START DATA PROVIDED

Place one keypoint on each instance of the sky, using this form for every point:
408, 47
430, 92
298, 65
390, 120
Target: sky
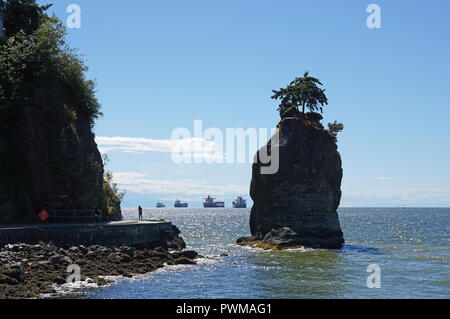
161, 65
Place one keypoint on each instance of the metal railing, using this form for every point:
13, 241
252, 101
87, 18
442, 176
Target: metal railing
75, 215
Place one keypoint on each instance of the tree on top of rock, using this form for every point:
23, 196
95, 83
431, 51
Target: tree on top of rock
303, 92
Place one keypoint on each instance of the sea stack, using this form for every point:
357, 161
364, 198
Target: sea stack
297, 206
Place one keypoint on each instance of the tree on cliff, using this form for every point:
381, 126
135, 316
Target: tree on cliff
334, 128
303, 92
48, 156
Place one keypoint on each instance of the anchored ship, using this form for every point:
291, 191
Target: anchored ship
179, 204
209, 202
240, 202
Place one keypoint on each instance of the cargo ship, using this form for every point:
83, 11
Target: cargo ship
240, 202
179, 204
210, 203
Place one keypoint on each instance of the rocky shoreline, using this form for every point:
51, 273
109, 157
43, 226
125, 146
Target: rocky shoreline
31, 271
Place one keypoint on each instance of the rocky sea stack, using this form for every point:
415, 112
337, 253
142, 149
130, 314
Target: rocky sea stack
297, 205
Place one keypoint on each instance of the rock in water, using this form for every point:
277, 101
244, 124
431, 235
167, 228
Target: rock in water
297, 205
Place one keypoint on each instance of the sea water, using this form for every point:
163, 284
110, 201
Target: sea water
411, 247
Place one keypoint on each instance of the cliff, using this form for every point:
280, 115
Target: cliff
48, 156
297, 205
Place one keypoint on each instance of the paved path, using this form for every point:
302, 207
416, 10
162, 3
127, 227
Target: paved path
56, 225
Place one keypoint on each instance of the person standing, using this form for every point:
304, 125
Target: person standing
140, 212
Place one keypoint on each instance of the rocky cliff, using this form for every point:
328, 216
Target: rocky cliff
49, 164
297, 205
48, 156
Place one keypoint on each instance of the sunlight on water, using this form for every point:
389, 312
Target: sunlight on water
410, 245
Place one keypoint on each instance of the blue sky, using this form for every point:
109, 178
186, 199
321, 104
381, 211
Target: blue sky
160, 65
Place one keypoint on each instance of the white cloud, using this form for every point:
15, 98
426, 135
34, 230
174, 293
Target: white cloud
141, 184
189, 148
400, 195
382, 179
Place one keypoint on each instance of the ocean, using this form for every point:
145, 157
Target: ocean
411, 247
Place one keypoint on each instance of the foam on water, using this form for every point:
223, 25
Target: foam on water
411, 246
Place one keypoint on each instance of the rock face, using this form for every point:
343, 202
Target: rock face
297, 205
54, 166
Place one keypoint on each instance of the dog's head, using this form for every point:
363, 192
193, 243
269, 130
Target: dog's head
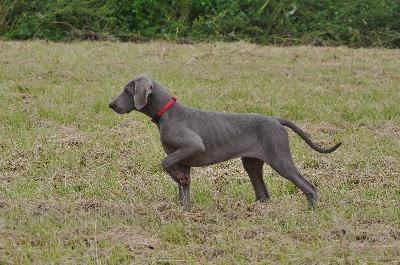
134, 96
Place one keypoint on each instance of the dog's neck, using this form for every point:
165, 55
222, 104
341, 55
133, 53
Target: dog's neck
156, 100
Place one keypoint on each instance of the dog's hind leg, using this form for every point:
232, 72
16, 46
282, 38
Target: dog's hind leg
254, 168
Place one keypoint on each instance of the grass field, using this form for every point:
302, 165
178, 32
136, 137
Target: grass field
83, 185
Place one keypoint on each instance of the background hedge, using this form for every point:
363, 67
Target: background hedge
358, 23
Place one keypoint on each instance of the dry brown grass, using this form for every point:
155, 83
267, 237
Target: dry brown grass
80, 184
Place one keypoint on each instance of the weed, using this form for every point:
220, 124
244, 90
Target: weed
80, 184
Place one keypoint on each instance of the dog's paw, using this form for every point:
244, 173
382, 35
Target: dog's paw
184, 179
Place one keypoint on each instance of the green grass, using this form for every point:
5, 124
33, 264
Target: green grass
83, 185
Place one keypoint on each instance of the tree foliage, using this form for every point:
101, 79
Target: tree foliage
360, 23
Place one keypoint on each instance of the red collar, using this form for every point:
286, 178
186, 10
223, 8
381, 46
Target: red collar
163, 109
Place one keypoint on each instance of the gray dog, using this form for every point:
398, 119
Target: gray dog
195, 138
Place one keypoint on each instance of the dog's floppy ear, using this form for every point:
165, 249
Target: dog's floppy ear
143, 85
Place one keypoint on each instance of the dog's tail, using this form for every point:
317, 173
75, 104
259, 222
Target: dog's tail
303, 135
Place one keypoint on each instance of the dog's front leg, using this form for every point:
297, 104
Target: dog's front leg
181, 173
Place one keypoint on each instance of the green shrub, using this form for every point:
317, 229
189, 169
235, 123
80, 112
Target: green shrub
352, 23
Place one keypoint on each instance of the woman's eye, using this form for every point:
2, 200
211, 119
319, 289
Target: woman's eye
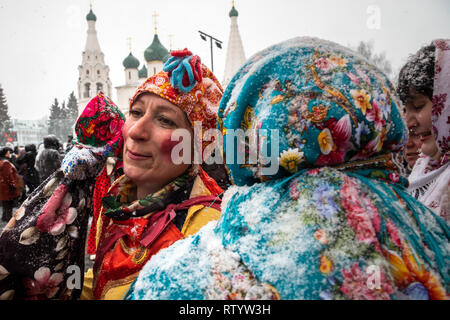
166, 121
135, 113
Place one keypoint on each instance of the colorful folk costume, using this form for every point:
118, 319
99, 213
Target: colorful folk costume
335, 220
130, 230
43, 244
430, 179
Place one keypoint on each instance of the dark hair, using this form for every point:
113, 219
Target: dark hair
417, 75
4, 151
30, 147
51, 142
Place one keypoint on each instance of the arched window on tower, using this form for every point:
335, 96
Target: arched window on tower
87, 89
99, 86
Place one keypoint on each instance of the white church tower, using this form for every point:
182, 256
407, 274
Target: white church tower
93, 72
156, 54
235, 51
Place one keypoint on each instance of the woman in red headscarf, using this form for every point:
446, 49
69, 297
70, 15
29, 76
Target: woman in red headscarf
159, 199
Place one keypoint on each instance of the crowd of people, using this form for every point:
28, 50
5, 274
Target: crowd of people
338, 209
23, 169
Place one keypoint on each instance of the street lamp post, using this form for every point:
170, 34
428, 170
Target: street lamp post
217, 42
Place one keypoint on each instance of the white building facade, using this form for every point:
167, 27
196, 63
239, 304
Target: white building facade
235, 50
93, 72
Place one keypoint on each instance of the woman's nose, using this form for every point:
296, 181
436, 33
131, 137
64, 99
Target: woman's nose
140, 130
411, 121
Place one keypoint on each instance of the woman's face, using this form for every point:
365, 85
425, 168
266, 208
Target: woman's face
418, 120
148, 146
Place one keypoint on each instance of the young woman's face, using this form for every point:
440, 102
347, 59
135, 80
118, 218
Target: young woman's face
147, 142
418, 120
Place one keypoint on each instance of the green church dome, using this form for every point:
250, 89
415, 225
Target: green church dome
91, 16
156, 51
233, 12
131, 62
143, 72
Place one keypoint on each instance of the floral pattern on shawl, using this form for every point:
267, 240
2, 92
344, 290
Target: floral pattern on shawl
340, 109
307, 243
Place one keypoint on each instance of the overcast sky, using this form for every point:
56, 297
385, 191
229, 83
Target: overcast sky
42, 40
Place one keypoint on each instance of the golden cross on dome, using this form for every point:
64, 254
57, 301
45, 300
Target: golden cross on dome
129, 42
170, 37
155, 15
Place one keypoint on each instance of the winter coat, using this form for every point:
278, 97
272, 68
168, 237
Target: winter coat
43, 245
124, 246
10, 182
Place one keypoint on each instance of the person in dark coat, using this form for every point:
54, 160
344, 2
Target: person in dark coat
9, 184
49, 160
30, 174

END DATA PROVIDED

▶ _WHAT YOU ARE ASKED TO DO_
Return each entry exactly as it appears above, but exclude the pictures.

▶ _ANSWER FOR THIS EXERCISE_
Place one keypoint on each instance of the sky, using this form for every point:
408, 47
430, 92
298, 65
390, 120
Target: sky
161, 65
Place one keypoint on each instance of the metal railing, using this form for every point:
13, 241
252, 101
87, 18
442, 176
Target: metal railing
75, 215
Place one keypoint on each instance of the tree on top of rock, using this form for every point:
23, 196
95, 83
431, 51
Target: tree on top of rock
303, 92
Place one keypoint on each instance of the sea stack, using this form for every point:
357, 161
364, 198
Target: sea stack
297, 206
Place one keypoint on each instance of the tree on cliff, using this form for every point:
381, 126
135, 316
Target: tree on cliff
334, 128
303, 92
48, 156
Place one keypoint on each instance of the anchored ship, using this form for every point:
291, 191
Target: anchored ship
179, 204
209, 202
240, 202
Place one keypoint on each instance of the cargo ship, using this form for every point:
83, 11
Target: cargo ship
240, 202
179, 204
210, 203
Place one keypoint on each instance of the rocky shoreline, using this form for every point:
51, 273
109, 157
43, 226
125, 146
Target: rocky shoreline
31, 271
Place one keypoint on each instance of the rocky sea stack, using this form for every point:
415, 112
337, 253
142, 149
130, 314
Target: rocky sea stack
297, 205
Place one keypoint on each instance of the rock in water, using this form for every point:
277, 101
244, 124
431, 235
167, 228
Target: rock in water
297, 205
Place one keypoint on each instance of the sea water, using this form for every point:
163, 284
110, 201
Target: sea water
411, 247
Place one keypoint on each instance of the cliff, using this form for every point:
280, 115
Target: cliff
48, 156
297, 205
Place one keypoint on each instance of the paved path, using this form for every point:
302, 207
416, 10
162, 3
127, 227
Target: paved path
56, 225
Place one keypoint on each instance of the person standing, using this form for every point:
304, 125
Target: person standing
140, 212
Place one keypoint on each instance of the rocky cliff, using this form for every point:
328, 216
Target: rocky cliff
49, 164
297, 205
48, 156
Place one keypoint on each instance of the sunlight on water, using this form for every point:
389, 312
Target: sunlight on water
410, 245
Place one keypoint on each instance of the blue sky, using this form for every point:
109, 178
186, 199
321, 104
381, 211
Target: blue sky
160, 65
Place one keypoint on each instance of the white cloud, using this form for every point:
15, 98
426, 135
34, 230
174, 293
Target: white cloud
141, 184
189, 148
400, 195
382, 179
Place one keypoint on each instance of the ocean, using this form for every point:
145, 157
Target: ocean
411, 247
Place one keypoint on each instance of the foam on water, using this form for every point:
223, 25
Target: foam on water
411, 246
Place one keypoint on each instance of the rock face, using this form for every point:
343, 202
Target: rock face
297, 205
54, 166
Place one keypoint on each instance of the dog's head, using this form for every point:
363, 192
193, 243
269, 130
Target: dog's head
134, 96
Place one keypoint on each instance of the dog's neck, using this form for every point:
165, 55
222, 104
341, 55
133, 53
Target: dog's neck
156, 100
Place one keypoint on each instance of the dog's hind leg, using this form for every point:
232, 72
16, 46
282, 38
Target: dog's hind leg
254, 168
Place one keypoint on each instance of the grass field, using this form for every point:
302, 165
178, 32
136, 137
Target: grass field
83, 185
Place one keypoint on each instance of the background hedge, using this form for every point:
363, 67
Target: background hedge
358, 23
Place one keypoint on each instance of the dry brown grass, using this form for every point:
155, 83
267, 237
Target: dry brown grass
80, 184
Place one keypoint on each instance of the weed, using this form for every point:
220, 124
244, 90
Target: weed
80, 184
Place one keypoint on each instance of the dog's paw, using this form for every point:
244, 173
382, 35
Target: dog's paw
184, 179
Place one keypoint on each instance of the green grass, using this form for every point:
5, 124
33, 264
Target: green grass
83, 185
Place one keypoint on each instance of the tree foliage, using this form for every point:
101, 79
Target: tree foliage
360, 23
Place one keypoint on each instance of the red collar, using this form for every point:
286, 178
186, 10
223, 8
381, 46
Target: red collar
163, 109
Place one keypoint on each instance of the gray dog, using this form for every point:
398, 119
Target: gray dog
195, 138
Place one keypoint on each instance of the dog's floppy ear, using this form for every point:
165, 249
Target: dog's floppy ear
143, 85
Place one keypoint on each instance of the dog's tail, using this form for every point:
317, 173
75, 104
259, 222
Target: dog's tail
303, 135
Place one keypoint on each instance of the dog's front leg, using this form for every point:
297, 104
Target: dog's front leg
181, 173
Place one keypoint on each instance of the green shrub, using this form for every point:
317, 229
189, 169
235, 123
80, 112
Target: green shrub
352, 23
Place one keypoint on each instance of the woman's eye, using this form for every point:
2, 200
211, 119
319, 289
Target: woman's eye
166, 121
135, 113
Place one keypoint on each instance of the colorful folk costume, using this form for every point:
118, 319
99, 213
Target: colorful folk costume
335, 220
130, 230
43, 244
430, 179
Place one keypoint on each instance of the dark hair, using this form for every point:
113, 219
Target: dark hair
417, 75
4, 151
30, 147
51, 142
Place one keypoint on each instance of the arched window on tower, using this form for every point:
335, 96
Target: arched window on tower
87, 89
99, 86
Place one keypoint on each instance of the white church tower, using this form for every point:
182, 256
407, 274
Target: white church tower
93, 72
156, 54
235, 51
Place one keypoint on each instance of the woman in red headscarf, using this form for every point:
446, 49
69, 297
70, 15
29, 76
Target: woman in red headscarf
159, 199
Place one keypoint on each instance of the crowd of people, using this form for every point:
28, 50
5, 274
Target: crowd of people
338, 209
23, 169
Place one keypoint on each instance of the street lamp post, using this form for every point:
170, 34
428, 170
Target: street lamp post
217, 42
Place one keypoint on each instance of the white building facade, using this form for every point:
167, 27
196, 63
239, 304
Target: white building facade
235, 50
93, 72
Place one keypoint on each instance of the woman's nose, using this form for every point:
296, 181
436, 33
131, 137
64, 99
Target: woman's nose
140, 130
411, 121
Place one keypoint on each instance of the woman's face, using this form for every point:
365, 85
425, 168
266, 208
Target: woman's face
418, 120
148, 146
Place one keypoint on each instance of the young woman's face, using this form for every point:
440, 102
347, 59
135, 80
118, 218
Target: young woman's face
147, 142
418, 120
Place one keypoint on each instance of the green church dome, using this form for every point:
250, 89
415, 225
Target: green church dome
91, 16
156, 51
233, 12
131, 62
143, 72
Place one keypoint on each instance of the floral pattern on shawl, using this form for every point:
267, 240
2, 92
344, 290
Target: floral pattern on shawl
340, 109
307, 243
Place one keypoint on each instance of the overcast sky, using this form for every point:
56, 297
385, 191
229, 83
Target: overcast sky
42, 40
Place one keypoint on each instance of the golden cross on dome, using this form for every point:
64, 254
57, 301
45, 300
Target: golden cross on dome
129, 42
170, 37
155, 15
Place one keypoint on each instance of the winter coat, using this form for every point:
278, 97
272, 68
168, 237
Target: winter coat
43, 245
124, 246
10, 182
Place one keypoint on each instance of the person in dark coat, using this form for every point:
54, 160
344, 2
Target: person in dark coat
9, 184
49, 160
30, 174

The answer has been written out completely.